> **Given records**
------------------------------------------------------------------------

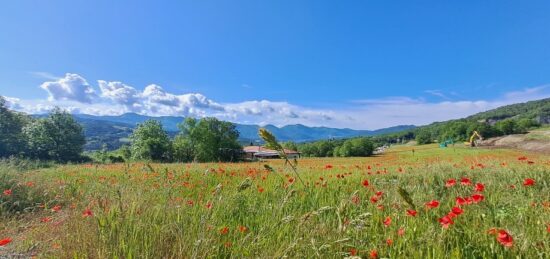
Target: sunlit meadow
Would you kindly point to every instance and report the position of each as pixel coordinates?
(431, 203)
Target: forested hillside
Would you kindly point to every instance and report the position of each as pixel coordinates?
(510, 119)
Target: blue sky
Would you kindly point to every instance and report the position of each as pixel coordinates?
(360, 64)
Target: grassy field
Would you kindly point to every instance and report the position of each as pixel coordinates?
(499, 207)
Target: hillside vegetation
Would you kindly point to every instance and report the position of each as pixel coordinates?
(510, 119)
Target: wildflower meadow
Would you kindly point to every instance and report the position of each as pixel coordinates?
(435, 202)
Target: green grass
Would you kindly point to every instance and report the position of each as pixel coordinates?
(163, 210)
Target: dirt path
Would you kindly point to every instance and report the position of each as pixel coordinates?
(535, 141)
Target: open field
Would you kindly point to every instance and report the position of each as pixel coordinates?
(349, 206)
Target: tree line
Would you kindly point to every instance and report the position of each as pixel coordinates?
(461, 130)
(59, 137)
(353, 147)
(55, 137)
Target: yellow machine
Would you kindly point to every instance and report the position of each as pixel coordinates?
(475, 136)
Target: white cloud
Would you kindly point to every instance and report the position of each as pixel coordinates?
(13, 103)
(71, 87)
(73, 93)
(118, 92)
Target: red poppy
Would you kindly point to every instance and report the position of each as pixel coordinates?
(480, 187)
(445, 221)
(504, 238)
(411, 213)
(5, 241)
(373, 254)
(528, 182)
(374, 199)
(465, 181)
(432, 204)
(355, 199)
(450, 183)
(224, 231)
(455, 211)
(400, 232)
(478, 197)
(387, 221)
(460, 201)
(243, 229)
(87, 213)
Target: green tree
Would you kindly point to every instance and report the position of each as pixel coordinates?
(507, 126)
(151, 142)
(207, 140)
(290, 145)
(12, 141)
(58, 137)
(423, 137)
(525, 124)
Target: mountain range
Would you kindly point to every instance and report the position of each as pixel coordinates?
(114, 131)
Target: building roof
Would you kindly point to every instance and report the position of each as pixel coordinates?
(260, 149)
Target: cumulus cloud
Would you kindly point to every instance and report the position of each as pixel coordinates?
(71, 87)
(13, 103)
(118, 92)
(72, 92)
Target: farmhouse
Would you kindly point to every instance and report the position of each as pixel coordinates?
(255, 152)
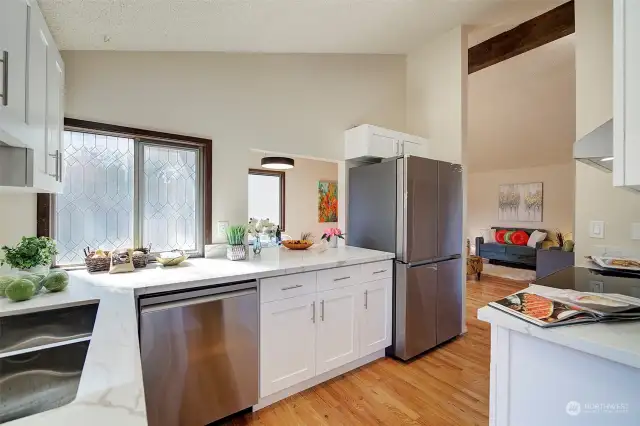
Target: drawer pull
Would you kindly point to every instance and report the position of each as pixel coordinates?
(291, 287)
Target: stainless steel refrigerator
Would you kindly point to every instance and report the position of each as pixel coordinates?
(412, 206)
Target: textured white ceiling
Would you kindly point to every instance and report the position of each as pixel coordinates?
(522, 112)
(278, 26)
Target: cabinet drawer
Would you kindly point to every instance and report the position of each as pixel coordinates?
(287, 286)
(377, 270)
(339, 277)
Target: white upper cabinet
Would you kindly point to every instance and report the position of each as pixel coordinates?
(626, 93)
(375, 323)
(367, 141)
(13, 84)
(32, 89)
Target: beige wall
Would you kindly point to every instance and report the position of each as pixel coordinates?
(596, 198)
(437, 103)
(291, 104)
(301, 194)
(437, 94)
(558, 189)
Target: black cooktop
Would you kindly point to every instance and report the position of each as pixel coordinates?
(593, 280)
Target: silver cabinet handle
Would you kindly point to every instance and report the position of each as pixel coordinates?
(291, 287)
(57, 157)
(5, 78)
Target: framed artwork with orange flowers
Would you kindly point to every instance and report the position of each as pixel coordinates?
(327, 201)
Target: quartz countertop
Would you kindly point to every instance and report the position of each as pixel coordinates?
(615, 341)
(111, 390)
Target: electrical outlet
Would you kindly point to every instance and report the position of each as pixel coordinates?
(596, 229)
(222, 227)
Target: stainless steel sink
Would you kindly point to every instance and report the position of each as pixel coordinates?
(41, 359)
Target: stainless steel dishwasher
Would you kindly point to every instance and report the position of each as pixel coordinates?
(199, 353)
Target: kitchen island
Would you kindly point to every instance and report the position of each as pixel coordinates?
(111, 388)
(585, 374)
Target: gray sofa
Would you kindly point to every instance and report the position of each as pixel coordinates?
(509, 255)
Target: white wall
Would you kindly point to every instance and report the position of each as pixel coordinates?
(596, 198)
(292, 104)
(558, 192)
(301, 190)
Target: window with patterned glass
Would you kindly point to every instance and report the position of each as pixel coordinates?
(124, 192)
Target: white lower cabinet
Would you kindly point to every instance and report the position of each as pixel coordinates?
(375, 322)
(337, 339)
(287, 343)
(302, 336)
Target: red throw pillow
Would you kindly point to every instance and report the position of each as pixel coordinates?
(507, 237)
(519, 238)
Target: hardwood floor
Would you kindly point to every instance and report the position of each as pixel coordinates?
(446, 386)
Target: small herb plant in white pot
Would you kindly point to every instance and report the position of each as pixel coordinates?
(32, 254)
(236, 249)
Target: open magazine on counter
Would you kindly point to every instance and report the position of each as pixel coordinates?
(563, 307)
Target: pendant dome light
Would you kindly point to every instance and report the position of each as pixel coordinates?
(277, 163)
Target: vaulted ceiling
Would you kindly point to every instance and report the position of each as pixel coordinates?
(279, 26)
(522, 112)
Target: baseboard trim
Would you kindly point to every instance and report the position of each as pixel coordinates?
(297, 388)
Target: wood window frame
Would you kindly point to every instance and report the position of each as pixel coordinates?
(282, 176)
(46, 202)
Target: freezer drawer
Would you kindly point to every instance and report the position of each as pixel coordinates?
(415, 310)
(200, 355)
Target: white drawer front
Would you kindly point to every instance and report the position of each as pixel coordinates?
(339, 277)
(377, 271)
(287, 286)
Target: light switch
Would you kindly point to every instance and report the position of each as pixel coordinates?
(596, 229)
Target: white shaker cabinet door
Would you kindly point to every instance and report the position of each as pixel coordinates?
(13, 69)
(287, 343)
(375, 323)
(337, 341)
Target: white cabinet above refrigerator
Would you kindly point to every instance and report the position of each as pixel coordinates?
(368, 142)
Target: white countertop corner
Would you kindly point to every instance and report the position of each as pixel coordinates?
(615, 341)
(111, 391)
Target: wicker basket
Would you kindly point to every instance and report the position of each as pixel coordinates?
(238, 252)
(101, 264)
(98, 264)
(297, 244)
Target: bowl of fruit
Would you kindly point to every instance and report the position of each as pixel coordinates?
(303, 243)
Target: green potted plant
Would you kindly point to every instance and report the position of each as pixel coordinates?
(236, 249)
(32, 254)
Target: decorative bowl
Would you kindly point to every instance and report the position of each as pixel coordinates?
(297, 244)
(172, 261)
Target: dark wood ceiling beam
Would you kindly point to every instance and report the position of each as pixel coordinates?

------------------------------------------------------------------------

> **Exercise directions**
Across the listing above, find each line that holds the word "cloud". Give only how many there are.

> **Solution**
2